▶ Task brief
Print every line of the material below, word for word and in the same order, without changing anything.

━━━━━ Supplied material ━━━━━

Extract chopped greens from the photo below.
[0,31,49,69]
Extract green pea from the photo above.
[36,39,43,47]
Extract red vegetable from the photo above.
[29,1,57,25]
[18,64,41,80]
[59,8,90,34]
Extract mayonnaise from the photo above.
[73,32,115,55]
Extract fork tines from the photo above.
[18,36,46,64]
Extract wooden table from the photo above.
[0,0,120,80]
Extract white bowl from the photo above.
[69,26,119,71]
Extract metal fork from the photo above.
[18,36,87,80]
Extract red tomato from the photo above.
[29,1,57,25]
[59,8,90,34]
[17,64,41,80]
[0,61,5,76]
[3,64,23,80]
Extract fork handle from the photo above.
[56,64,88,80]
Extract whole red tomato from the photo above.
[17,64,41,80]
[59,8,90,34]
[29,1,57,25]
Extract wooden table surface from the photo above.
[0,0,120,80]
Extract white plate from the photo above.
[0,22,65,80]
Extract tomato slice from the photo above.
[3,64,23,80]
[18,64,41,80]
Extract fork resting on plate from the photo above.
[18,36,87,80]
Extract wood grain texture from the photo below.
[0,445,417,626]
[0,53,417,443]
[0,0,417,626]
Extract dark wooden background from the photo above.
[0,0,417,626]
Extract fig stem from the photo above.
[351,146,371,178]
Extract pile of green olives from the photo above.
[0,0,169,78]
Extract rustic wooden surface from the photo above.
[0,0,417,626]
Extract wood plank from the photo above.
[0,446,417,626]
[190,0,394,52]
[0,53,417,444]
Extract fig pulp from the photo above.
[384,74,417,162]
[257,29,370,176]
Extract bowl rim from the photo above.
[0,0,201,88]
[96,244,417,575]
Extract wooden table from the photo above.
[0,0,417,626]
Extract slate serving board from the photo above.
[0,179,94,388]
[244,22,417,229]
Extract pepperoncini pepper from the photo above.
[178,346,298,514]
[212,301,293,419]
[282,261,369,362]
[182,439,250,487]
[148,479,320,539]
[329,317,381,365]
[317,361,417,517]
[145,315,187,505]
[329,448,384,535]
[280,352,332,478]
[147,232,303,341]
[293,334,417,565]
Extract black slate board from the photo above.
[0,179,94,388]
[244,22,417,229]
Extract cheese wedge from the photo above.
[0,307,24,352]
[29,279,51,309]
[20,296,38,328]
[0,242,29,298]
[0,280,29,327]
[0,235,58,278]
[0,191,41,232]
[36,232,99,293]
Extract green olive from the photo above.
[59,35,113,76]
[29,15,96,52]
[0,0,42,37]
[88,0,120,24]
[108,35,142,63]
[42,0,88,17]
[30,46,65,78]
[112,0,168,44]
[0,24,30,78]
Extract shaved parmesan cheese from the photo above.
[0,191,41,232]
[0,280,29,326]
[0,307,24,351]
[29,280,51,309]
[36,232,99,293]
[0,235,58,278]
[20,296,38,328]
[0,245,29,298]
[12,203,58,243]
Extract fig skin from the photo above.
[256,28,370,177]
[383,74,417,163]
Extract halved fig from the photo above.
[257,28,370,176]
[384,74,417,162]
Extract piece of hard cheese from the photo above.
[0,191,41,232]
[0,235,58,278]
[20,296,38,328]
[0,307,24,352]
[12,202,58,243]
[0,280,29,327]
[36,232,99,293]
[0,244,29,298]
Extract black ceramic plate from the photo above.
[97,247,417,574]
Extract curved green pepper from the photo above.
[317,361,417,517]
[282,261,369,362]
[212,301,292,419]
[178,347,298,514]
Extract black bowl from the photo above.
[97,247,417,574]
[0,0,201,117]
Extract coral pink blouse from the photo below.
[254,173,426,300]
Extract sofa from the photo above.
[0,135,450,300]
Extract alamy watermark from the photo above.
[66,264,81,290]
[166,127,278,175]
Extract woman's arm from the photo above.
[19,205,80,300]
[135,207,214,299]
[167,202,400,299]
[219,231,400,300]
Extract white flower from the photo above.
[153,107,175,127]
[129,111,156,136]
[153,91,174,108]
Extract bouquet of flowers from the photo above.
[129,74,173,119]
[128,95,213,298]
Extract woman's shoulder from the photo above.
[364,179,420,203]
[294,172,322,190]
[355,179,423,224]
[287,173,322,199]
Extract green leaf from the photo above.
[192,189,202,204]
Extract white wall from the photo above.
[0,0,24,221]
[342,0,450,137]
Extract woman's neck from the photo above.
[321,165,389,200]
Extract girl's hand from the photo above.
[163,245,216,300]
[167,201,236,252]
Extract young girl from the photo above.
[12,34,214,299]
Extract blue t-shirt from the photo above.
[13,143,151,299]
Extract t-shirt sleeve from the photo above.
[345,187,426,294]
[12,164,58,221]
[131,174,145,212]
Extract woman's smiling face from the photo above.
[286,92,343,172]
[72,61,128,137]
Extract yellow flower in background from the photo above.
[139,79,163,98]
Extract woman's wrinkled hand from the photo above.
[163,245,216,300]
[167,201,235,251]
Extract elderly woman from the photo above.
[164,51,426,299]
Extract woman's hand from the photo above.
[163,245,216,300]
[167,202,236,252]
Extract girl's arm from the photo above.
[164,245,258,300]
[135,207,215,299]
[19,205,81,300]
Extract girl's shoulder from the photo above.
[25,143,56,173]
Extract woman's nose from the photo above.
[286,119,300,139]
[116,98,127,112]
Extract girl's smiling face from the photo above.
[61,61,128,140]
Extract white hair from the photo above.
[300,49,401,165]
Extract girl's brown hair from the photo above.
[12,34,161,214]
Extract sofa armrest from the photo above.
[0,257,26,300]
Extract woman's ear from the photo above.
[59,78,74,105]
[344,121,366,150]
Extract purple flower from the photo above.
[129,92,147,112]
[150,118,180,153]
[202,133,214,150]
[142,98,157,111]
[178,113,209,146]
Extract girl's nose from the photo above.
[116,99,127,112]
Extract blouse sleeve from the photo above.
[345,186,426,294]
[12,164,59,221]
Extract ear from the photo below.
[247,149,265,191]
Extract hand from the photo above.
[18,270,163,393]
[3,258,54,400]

━━━━━

▶ Written solution
Extract chopped greens from the photo below.
[0,31,49,69]
Extract green pea from the photo above.
[36,39,43,47]
Extract red vegetable from the photo above.
[29,1,57,25]
[18,64,41,80]
[59,8,90,34]
Extract mayonnaise from the photo above.
[73,32,115,55]
Extract fork tines from the photo above.
[18,36,46,64]
Extract wooden table from the photo above.
[0,0,120,80]
Extract white bowl from the photo above.
[69,26,119,71]
Extract metal fork from the photo above.
[18,36,87,80]
Extract red tomato from the photo above.
[29,1,57,25]
[59,8,90,34]
[17,64,41,80]
[0,61,5,76]
[3,64,23,80]
Extract fork handle from the photo above.
[56,64,88,80]
Extract whole red tomato from the photo above.
[17,64,41,80]
[59,8,90,34]
[29,1,57,25]
Extract wooden table surface from the photo above.
[0,0,120,80]
Extract white plate from the photo above.
[0,22,65,80]
Extract tomato slice from the photo above.
[3,64,23,80]
[18,64,41,80]
Extract fork resting on plate from the photo above.
[18,36,87,80]
Extract wood grain texture from the photo below.
[0,445,417,626]
[0,53,417,443]
[0,0,417,626]
Extract dark wooden background from the photo above.
[0,0,417,626]
Extract fig stem from the photo above.
[351,146,371,178]
Extract pile of green olives from the photo above.
[0,0,169,78]
Extract rustic wooden surface from the photo above.
[0,0,417,626]
Extract wood plank from the photo above.
[0,446,417,626]
[190,0,394,52]
[0,53,417,444]
Extract fig pulp from the photo above.
[384,74,417,162]
[257,29,370,176]
Extract bowl rim from the photo above.
[0,0,201,88]
[96,244,417,575]
Extract wooden table from the photo above.
[0,0,417,626]
Extract slate serving board from the photo above.
[0,179,94,388]
[244,22,417,229]
Extract pepperoncini pepper from the photo above.
[178,346,298,514]
[212,301,293,419]
[282,261,369,362]
[182,439,250,487]
[148,479,320,539]
[329,317,381,365]
[317,361,417,517]
[145,315,187,505]
[329,448,384,535]
[280,352,332,478]
[147,232,303,341]
[293,334,417,565]
Extract black slate board from the photo above.
[0,179,94,388]
[244,22,417,229]
Extract cheese wedge from the photo above.
[0,307,24,352]
[29,279,51,309]
[20,296,38,328]
[0,242,29,298]
[0,280,29,327]
[0,235,58,278]
[0,191,41,232]
[36,232,99,293]
Extract green olive from the photo above.
[59,35,113,76]
[29,15,96,52]
[0,0,42,37]
[88,0,120,24]
[108,35,142,63]
[42,0,88,17]
[30,46,65,78]
[112,0,168,44]
[0,24,30,78]
Extract shaved parmesan cheese from the photo above.
[0,191,41,232]
[0,280,29,326]
[0,307,24,351]
[29,280,51,309]
[36,232,99,293]
[0,235,58,278]
[20,296,38,328]
[0,245,29,298]
[12,203,58,243]
Extract fig skin from the photo above.
[256,28,370,177]
[383,74,417,163]
Extract halved fig from the photo above.
[257,28,370,176]
[384,74,417,162]
Extract piece of hard cheese from the photo above.
[0,191,41,232]
[0,235,58,278]
[20,296,38,328]
[0,307,24,352]
[12,202,58,243]
[0,280,29,327]
[36,232,99,293]
[0,244,29,298]
Extract black ceramic plate from the photo above.
[97,247,417,574]
Extract curved green pepper from the photo above.
[317,361,417,517]
[282,261,369,362]
[212,301,292,419]
[178,347,298,514]
Extract black bowl from the photo above.
[97,247,417,574]
[0,0,201,117]
Extract coral pink blouse from the photo below.
[254,173,426,300]
Extract sofa from the photo above.
[0,135,450,300]
Extract alamy watermark from the photo above.
[66,264,81,290]
[166,127,278,175]
Extract woman's arm from the photo above.
[19,205,80,300]
[135,207,214,299]
[167,202,400,299]
[219,231,400,300]
Extract white flower from the photo above.
[153,107,175,127]
[129,111,156,136]
[153,91,174,108]
Extract bouquet of flowers from the photo above.
[129,74,173,119]
[128,95,213,298]
Extract woman's shoulder from the photo above.
[364,179,420,203]
[294,172,322,190]
[355,179,423,224]
[287,173,322,199]
Extract green leaf from the photo above.
[192,189,202,204]
Extract white wall from the photo above.
[0,0,24,221]
[342,0,450,137]
Extract woman's neck from the photo above.
[321,165,389,200]
Extract girl's hand from the photo above.
[163,245,216,300]
[167,201,236,252]
Extract young girl from the photo above.
[12,34,214,299]
Extract blue t-shirt from the photo above.
[13,143,151,299]
Extract t-shirt sleeve from the photo above.
[345,187,426,294]
[12,164,58,221]
[131,174,145,212]
Extract woman's smiling face from the photo above.
[286,92,343,172]
[72,61,128,137]
Extract yellow flower in background from the photo above.
[139,79,163,98]
Extract woman's wrinkled hand from the photo above.
[163,245,216,300]
[167,201,235,251]
Extract elderly woman from the photo above.
[164,51,426,299]
Extract woman's hand from the photo above.
[163,245,216,300]
[167,202,236,252]
Extract girl's arm from the photo above.
[164,245,258,300]
[135,207,215,299]
[19,205,81,300]
Extract girl's shoulder from the photo above.
[25,143,56,173]
Extract woman's nose from the photo above.
[286,119,300,139]
[116,98,127,112]
Extract girl's smiling face from the photo above.
[61,61,128,140]
Extract white hair from the photo above.
[300,49,401,165]
Extract girl's brown hair from the photo above.
[12,34,161,214]
Extract sofa armrest from the photo above.
[0,257,26,300]
Extract woman's ear from the photo above.
[59,78,74,105]
[344,121,366,150]
Extract purple flower from the photo above.
[129,92,147,112]
[150,118,180,153]
[202,133,214,150]
[142,98,157,111]
[178,113,209,146]
Extract girl's nose from the photo above.
[116,99,127,112]
Extract blouse sleeve from the photo above.
[345,186,426,294]
[12,164,59,221]
Extract ear from the photo below.
[247,149,265,191]
Extract hand from the photo above.
[18,270,163,393]
[3,258,54,400]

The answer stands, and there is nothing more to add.